**EXERCISE PROMPT:** Rewrite the records below, swapping each "set down one marker" for "place a single marker" and leaving everything else as it is. Omit the pictures from your answer.
»»
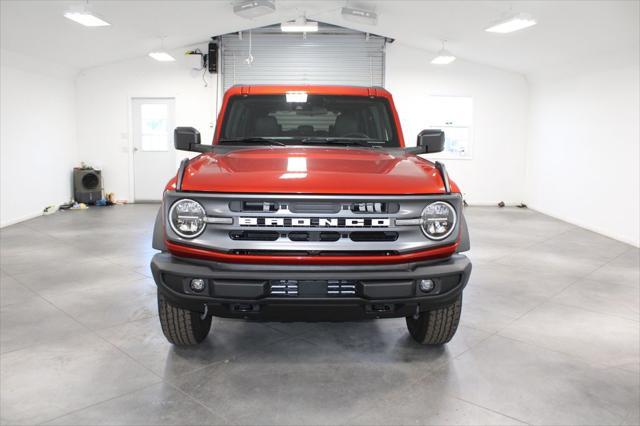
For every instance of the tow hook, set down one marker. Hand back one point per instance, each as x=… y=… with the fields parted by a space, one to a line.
x=417 y=314
x=206 y=311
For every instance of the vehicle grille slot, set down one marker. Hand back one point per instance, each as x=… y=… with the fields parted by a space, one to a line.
x=284 y=288
x=259 y=206
x=317 y=207
x=341 y=288
x=372 y=207
x=314 y=236
x=254 y=235
x=373 y=236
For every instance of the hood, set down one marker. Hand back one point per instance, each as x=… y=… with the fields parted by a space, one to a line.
x=315 y=170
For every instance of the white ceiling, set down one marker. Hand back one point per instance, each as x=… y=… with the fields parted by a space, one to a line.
x=570 y=36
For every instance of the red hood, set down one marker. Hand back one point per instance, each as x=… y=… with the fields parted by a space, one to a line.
x=316 y=170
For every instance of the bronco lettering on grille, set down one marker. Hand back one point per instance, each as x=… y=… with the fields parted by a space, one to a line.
x=315 y=222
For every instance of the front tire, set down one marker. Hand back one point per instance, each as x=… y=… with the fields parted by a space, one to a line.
x=436 y=327
x=181 y=326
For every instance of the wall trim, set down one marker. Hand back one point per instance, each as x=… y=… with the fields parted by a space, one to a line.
x=587 y=227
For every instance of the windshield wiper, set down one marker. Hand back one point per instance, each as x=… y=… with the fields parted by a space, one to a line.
x=343 y=141
x=256 y=140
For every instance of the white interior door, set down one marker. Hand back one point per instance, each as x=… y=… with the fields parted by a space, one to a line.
x=154 y=157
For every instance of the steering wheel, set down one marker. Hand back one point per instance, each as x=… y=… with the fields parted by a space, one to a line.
x=354 y=135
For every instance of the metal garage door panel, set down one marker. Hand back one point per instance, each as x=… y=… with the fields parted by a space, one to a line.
x=338 y=56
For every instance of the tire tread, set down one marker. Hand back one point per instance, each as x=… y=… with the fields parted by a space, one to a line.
x=181 y=326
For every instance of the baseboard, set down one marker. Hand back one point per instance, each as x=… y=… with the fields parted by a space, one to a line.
x=587 y=227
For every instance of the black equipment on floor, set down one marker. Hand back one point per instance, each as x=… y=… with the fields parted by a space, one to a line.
x=87 y=185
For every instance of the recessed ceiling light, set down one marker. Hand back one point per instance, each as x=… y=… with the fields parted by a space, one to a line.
x=444 y=57
x=300 y=25
x=162 y=56
x=254 y=8
x=511 y=24
x=87 y=19
x=360 y=15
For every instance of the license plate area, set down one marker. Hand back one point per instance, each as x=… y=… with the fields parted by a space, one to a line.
x=313 y=288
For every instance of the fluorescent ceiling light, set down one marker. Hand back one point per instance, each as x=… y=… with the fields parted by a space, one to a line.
x=444 y=57
x=300 y=25
x=87 y=19
x=254 y=8
x=514 y=23
x=360 y=15
x=162 y=56
x=297 y=97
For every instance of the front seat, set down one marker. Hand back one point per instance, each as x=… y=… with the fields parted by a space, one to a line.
x=346 y=123
x=266 y=126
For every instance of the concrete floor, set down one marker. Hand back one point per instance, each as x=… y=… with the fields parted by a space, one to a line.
x=549 y=335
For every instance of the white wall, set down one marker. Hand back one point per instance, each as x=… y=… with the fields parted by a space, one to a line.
x=496 y=171
x=583 y=155
x=37 y=138
x=103 y=104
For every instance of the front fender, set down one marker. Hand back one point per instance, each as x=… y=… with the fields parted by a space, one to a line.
x=158 y=233
x=465 y=243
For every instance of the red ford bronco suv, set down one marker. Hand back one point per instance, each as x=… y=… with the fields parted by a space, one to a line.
x=309 y=207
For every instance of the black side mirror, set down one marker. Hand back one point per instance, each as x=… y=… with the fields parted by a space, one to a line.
x=186 y=138
x=431 y=140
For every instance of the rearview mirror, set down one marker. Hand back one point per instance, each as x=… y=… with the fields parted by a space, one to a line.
x=431 y=140
x=186 y=138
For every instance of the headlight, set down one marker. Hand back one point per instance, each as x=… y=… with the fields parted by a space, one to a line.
x=187 y=218
x=438 y=220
««
**RESPONSE FOR THIS EXERCISE:**
For every instance of the tow hook, place a single marker. Hand back one point per instance, each as x=… y=… with the fields parted by a space, one to a line.
x=417 y=314
x=206 y=311
For every instance of the vehicle grille slot, place a single marker. Hand back one point per instance, each as x=… y=… with the fields parted by a space, one to a line.
x=284 y=288
x=259 y=206
x=317 y=207
x=341 y=288
x=372 y=207
x=314 y=236
x=254 y=235
x=373 y=236
For every instance of the hood, place a single marker. Hand back one point per instance, each as x=… y=… with the fields parted by a space, one to a line.
x=315 y=170
For every instance of the white ceiling, place a single marker. Hand back one point per instance, each as x=… y=… with the fields parted by a space, one to a line.
x=570 y=36
For every instance of the red hood, place a single marker. Hand back one point per instance, each as x=… y=… with the fields parted by a space, one to a line.
x=316 y=170
For every instance of the bronco lettering on grille, place a single marker. Hand back one point per instance, each as x=… y=… with the fields parted by a space, one to a line.
x=315 y=222
For every instance of the front tire, place a single marker. Hand back one point per instance, each as x=… y=… with the fields parted by a space, one to a line.
x=436 y=327
x=181 y=326
For every instance of the wall trim, place a single marker. Hand back one point per instance, each as x=… y=… with the fields parted by a space, one to a line.
x=587 y=227
For every instance of the windshield wiper, place a single marker. Hand back one point per instance, each as x=… y=… with the fields parted by a space, one to a line.
x=343 y=141
x=256 y=140
For every instance of the white interior door, place a single marker. Hand back one point per instance, each as x=… y=… with the fields parted by a space, one to a line.
x=154 y=157
For every instance of the steering wheel, place a single marker. Hand back one point per instance, each as x=… y=… with the fields parted by a space, one to a line.
x=354 y=135
For every instance of the metal garage door panel, place a single marker. Hand back one point per instance, each as x=… y=… with the fields parted by a space, one to a line.
x=338 y=56
For every instance of the tire tread, place a single marker. Hand back one point per instance, each as x=… y=… with the fields parted by a space, one to a line.
x=181 y=326
For every instance of the baseboard, place a single marker. Hand back one point per instance, each as x=… y=… with the fields parted by a space, one to a line.
x=587 y=227
For every instance of the black equipment on floor, place a single marker. Hand back one point per instance, each as x=… y=… with the fields parted by a space, one to a line.
x=87 y=185
For every instance of the recessed ceiling light, place a single marker. Hand back one point per instance, each as x=… y=… with the fields parted by a space, one to a line.
x=444 y=57
x=300 y=25
x=162 y=56
x=254 y=8
x=511 y=24
x=87 y=19
x=360 y=15
For every instance of the license plate area, place a single marker. Hand back one point per instance, each as x=… y=… with the fields parted by a space, one to a line.
x=313 y=288
For every instance of the fluorescent ceiling light, place a single marker. Hand back one point per instance, each as x=… y=… with the fields parted by a space, one to a line.
x=444 y=57
x=300 y=25
x=87 y=19
x=254 y=8
x=514 y=23
x=360 y=15
x=162 y=56
x=297 y=97
For every instance of the front seat, place a single marker. Hand back one point per instance, each as x=… y=… with the fields parted by a space, one to a line.
x=346 y=123
x=266 y=126
For every instance of the concrete floor, place a single marker. Hand back one point per instance, each as x=… y=… with the fields parted by a space, one to a line.
x=549 y=335
For every instance of the white wall, place a single marker. Hand back one point per instance, each as x=… y=… with the fields parted by a space, one to a line.
x=496 y=171
x=583 y=155
x=37 y=138
x=103 y=104
For every instance of the front fender, place a single marker. Hand back one point per instance, each as x=… y=… with the fields parted by a space, one to a line.
x=158 y=233
x=465 y=243
For every instance of the red ford bronco suv, place a single marker. Hand back one point per instance, each as x=… y=… with the fields parted by a space, one to a line.
x=309 y=207
For every instance of the black side mirror, place a single marker. Hand back one point per instance, each as x=… y=… with the fields parted by a space, one to a line.
x=186 y=138
x=431 y=140
For every instance of the rearview mirror, place a single marker. Hand back one point per instance, each as x=… y=… with the fields parted by a space, one to a line.
x=431 y=140
x=186 y=138
For every instance of the headlight, place a single marker. Hand back one point per instance, each as x=… y=… with the fields parted by a space, one to a line.
x=187 y=218
x=438 y=220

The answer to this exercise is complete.